AIM: Write out each line of the listing as it stands, without the images.

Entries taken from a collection
## BEGIN

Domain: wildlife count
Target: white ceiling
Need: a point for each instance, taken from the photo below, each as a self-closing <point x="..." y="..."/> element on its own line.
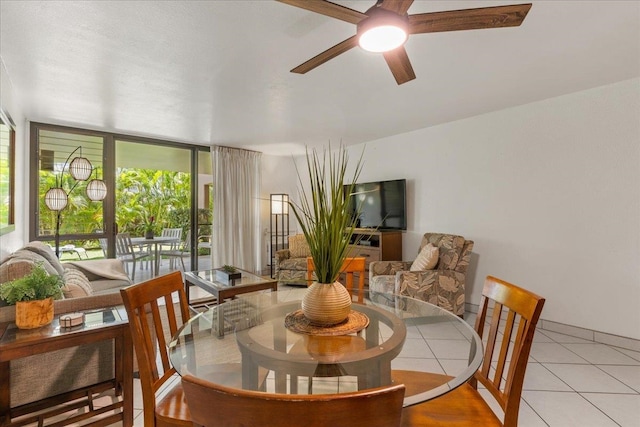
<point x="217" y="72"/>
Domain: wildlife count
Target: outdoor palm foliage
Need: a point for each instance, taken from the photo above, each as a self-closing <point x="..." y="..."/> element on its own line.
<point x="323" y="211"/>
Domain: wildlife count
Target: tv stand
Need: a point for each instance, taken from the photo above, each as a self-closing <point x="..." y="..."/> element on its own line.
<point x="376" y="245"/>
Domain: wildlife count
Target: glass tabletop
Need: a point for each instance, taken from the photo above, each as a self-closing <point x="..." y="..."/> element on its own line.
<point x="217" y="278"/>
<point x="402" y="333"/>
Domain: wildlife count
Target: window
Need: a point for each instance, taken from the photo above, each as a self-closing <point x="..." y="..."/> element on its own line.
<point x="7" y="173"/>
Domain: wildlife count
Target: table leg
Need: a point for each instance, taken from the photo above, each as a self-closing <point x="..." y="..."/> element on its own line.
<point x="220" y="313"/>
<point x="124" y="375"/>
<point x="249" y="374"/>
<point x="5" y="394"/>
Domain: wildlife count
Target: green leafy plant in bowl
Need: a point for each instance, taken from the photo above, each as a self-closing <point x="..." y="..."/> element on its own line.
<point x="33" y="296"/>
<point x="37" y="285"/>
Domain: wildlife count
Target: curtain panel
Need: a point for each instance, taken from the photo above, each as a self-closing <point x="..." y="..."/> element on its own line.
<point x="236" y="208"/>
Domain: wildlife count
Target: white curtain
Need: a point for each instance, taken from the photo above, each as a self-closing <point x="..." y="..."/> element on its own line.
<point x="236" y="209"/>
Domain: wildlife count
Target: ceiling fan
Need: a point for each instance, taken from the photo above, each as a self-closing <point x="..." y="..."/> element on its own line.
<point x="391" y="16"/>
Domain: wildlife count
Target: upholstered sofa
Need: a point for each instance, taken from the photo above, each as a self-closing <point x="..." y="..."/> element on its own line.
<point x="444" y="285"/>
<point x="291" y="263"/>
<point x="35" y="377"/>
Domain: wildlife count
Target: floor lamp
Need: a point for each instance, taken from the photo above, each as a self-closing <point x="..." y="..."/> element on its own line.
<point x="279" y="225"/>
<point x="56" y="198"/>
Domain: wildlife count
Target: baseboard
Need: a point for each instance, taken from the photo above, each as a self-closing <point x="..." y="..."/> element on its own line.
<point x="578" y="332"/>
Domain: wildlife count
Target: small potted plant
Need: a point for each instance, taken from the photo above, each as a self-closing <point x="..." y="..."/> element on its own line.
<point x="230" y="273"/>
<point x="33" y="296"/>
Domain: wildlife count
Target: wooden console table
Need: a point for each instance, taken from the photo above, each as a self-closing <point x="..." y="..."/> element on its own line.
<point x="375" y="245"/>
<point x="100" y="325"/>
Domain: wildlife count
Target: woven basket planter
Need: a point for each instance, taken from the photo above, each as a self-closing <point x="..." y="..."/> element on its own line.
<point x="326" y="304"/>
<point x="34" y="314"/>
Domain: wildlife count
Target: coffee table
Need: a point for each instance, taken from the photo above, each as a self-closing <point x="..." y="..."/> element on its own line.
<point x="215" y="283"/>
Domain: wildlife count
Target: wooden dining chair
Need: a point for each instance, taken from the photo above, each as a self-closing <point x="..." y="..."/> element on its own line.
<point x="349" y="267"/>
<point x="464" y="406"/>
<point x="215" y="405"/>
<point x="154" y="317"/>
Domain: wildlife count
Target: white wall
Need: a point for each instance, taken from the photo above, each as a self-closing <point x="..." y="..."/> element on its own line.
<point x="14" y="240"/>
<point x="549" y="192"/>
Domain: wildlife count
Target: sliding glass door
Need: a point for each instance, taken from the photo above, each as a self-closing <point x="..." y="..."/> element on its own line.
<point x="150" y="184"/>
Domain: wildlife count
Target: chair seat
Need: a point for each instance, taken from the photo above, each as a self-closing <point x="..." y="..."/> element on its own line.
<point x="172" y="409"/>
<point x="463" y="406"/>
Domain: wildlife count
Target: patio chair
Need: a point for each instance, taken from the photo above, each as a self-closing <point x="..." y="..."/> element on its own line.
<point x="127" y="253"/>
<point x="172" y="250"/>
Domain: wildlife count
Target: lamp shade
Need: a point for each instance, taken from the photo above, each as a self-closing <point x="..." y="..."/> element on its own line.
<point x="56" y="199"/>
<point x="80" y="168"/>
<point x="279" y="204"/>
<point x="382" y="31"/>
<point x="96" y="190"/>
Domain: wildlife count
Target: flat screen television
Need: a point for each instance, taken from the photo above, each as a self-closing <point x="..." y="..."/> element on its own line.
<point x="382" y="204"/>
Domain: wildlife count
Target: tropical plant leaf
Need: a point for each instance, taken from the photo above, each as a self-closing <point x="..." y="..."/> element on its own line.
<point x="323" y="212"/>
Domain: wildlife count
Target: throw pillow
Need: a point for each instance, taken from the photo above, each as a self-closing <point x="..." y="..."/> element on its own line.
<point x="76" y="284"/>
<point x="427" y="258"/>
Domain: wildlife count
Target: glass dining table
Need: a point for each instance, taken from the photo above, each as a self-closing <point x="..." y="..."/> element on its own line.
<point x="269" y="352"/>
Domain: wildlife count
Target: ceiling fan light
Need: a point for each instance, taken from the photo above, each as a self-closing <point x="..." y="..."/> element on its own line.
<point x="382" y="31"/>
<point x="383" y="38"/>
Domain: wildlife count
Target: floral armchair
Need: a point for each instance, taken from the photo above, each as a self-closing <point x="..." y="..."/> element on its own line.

## END

TASK ANSWER:
Domain: wildlife count
Target: white ceiling
Need: a point for each instance, taken from the photo below, each as a self-closing <point x="..." y="..."/> element on its own line.
<point x="217" y="72"/>
Domain: wildlife count
Target: outdoor palm foliage
Need: a point for each instance, taken from the photo above, each as a self-closing <point x="..." y="..."/> element on its own line.
<point x="323" y="211"/>
Domain: wildlife count
Target: tv stand
Need: a point for each instance, taken from the photo above, each as a self-closing <point x="..." y="..."/> element on its own line.
<point x="376" y="245"/>
Domain: wildlife count
Target: glass tabletop
Need: a point for each instance, taken from the photo above, each as a self-closing <point x="..." y="..."/> element on its own line.
<point x="217" y="278"/>
<point x="402" y="333"/>
Domain: wildlife count
Target: window
Need: a point for each instance, taken from the photo above, each as a self-closing <point x="..." y="..."/> element on its own line.
<point x="7" y="173"/>
Domain: wildlife count
Target: table leg
Need: a point for each instance, taken from the photo above, each as a self-closing <point x="..." y="..."/> element on its own line.
<point x="220" y="313"/>
<point x="124" y="375"/>
<point x="249" y="374"/>
<point x="5" y="394"/>
Domain: wildlife count
Target: green leafy plant in bowl
Need: a point for each instance, taken from the photo above, each as a self-closing <point x="..." y="..."/> element on its own line.
<point x="33" y="296"/>
<point x="37" y="285"/>
Domain: wildlife count
Target: curtain panel
Need: a point for each instance, taken from the photo above, each as a self-closing <point x="..." y="..."/> element on its own line.
<point x="236" y="208"/>
Domain: wildlife count
Target: white curtain
Need: a point for each instance, taken from the photo above, each as a self-closing <point x="..." y="..."/> element on its own line.
<point x="236" y="209"/>
Domain: wildlife count
Target: ceiling fan
Need: a point for each instance, taken from the photo above, each as a self-closing <point x="..." y="..."/> element on its own line.
<point x="391" y="16"/>
Domain: wildlife count
Target: upholstered sofa
Need: a point for each instance, taken from the photo above, each as a self-closing <point x="..." y="..."/> element on its own line.
<point x="444" y="285"/>
<point x="291" y="263"/>
<point x="35" y="377"/>
Domain: wildlife count
Target: floor lamp
Need: a point for each instance, taken from the photo above, each as a self-closing <point x="..." y="..."/> element on its own line.
<point x="279" y="225"/>
<point x="56" y="198"/>
Domain: wildlife count
Target: baseboard
Need: a point for each instance, taken from the photo above, each as a self-closing <point x="..." y="..."/> element on its own line.
<point x="578" y="332"/>
Domain: wildlife count
Target: small potted plant
Need: a point for each instance, taken from the photo above, each as a self-closing <point x="..." y="..."/> element on its own line.
<point x="230" y="273"/>
<point x="33" y="296"/>
Domain: wildlife count
Target: wooden console table
Need: a point for each instance, taken from the photo above, each as a self-closing <point x="..." y="..."/> element on its own line.
<point x="375" y="245"/>
<point x="100" y="325"/>
Domain: wildlife count
Target: woven basket planter
Need: a point for each instance, taken from the photo above, each as a self-closing <point x="..." y="..."/> element on its own line.
<point x="326" y="304"/>
<point x="34" y="314"/>
Domain: wildlife count
Target: coffee table
Need: a point for each instance, taken from the photo above, each as a self-closing <point x="..." y="..."/> element on its own line.
<point x="215" y="283"/>
Domain: wildlife count
Target: wooden dining chair
Need: a point for each instance, taken from the photo above, each as a self-closing <point x="..." y="..."/> element on its own line.
<point x="349" y="267"/>
<point x="464" y="406"/>
<point x="215" y="405"/>
<point x="154" y="317"/>
Domain: wildlife count
Target: white wall
Need: a point for each instance, taken from the photo above, each as a self-closing <point x="..." y="..."/> element on its own line.
<point x="14" y="240"/>
<point x="549" y="192"/>
Domain: wildlife count
Target: sliding glass door
Need: a point for each instance, taken from the photo above, each as a self-closing <point x="..." y="..."/> element on its own line.
<point x="150" y="184"/>
Domain: wildlife count
Target: chair seat
Need: a point for each instance, taken from the photo above, each as a self-closing <point x="..." y="..."/> element on its own line.
<point x="172" y="409"/>
<point x="463" y="406"/>
Domain: wildlife count
Target: patio chair
Need: a point for each instance, taken from the photo above, each as a self-closing <point x="..." y="..."/> element on its own line.
<point x="127" y="253"/>
<point x="172" y="250"/>
Domain: wildlife count
Target: lamp shade
Need: a point for each instance, taken from the photo above, each as a self-closing <point x="..." y="..."/> element on its own line.
<point x="56" y="199"/>
<point x="80" y="168"/>
<point x="279" y="204"/>
<point x="382" y="31"/>
<point x="96" y="190"/>
Domain: wildlife count
Target: flat screen television
Need: a point for each instance, taken from the photo above, each as a self-closing <point x="..." y="..."/> element on its own line.
<point x="382" y="204"/>
Domain: wildlife count
Target: tropical plant leaf
Need: a point for each instance, taken from the photo above, each as a self-closing <point x="..." y="..."/> element on its own line.
<point x="323" y="212"/>
Domain: wildlife count
Target: throw pillow
Need: a point for each instance, taken from the photo above, each as a self-closing <point x="..." y="..."/> element on its own line.
<point x="76" y="284"/>
<point x="427" y="258"/>
Domain: wildlife count
Target: glass dining table
Need: a point for each instance, taken from the photo above, each as a self-closing <point x="..." y="..."/> element on its own line.
<point x="269" y="352"/>
Domain: wildlife count
Target: ceiling fan light
Need: a point for each instance, taken from the photo above, each as a self-closing <point x="..." y="..."/> element on its own line.
<point x="382" y="31"/>
<point x="383" y="38"/>
Domain: wildlife count
Target: floral armchair
Need: a point for each instance, taken from the photo above, each as a self-closing <point x="..." y="..."/> element on its own line.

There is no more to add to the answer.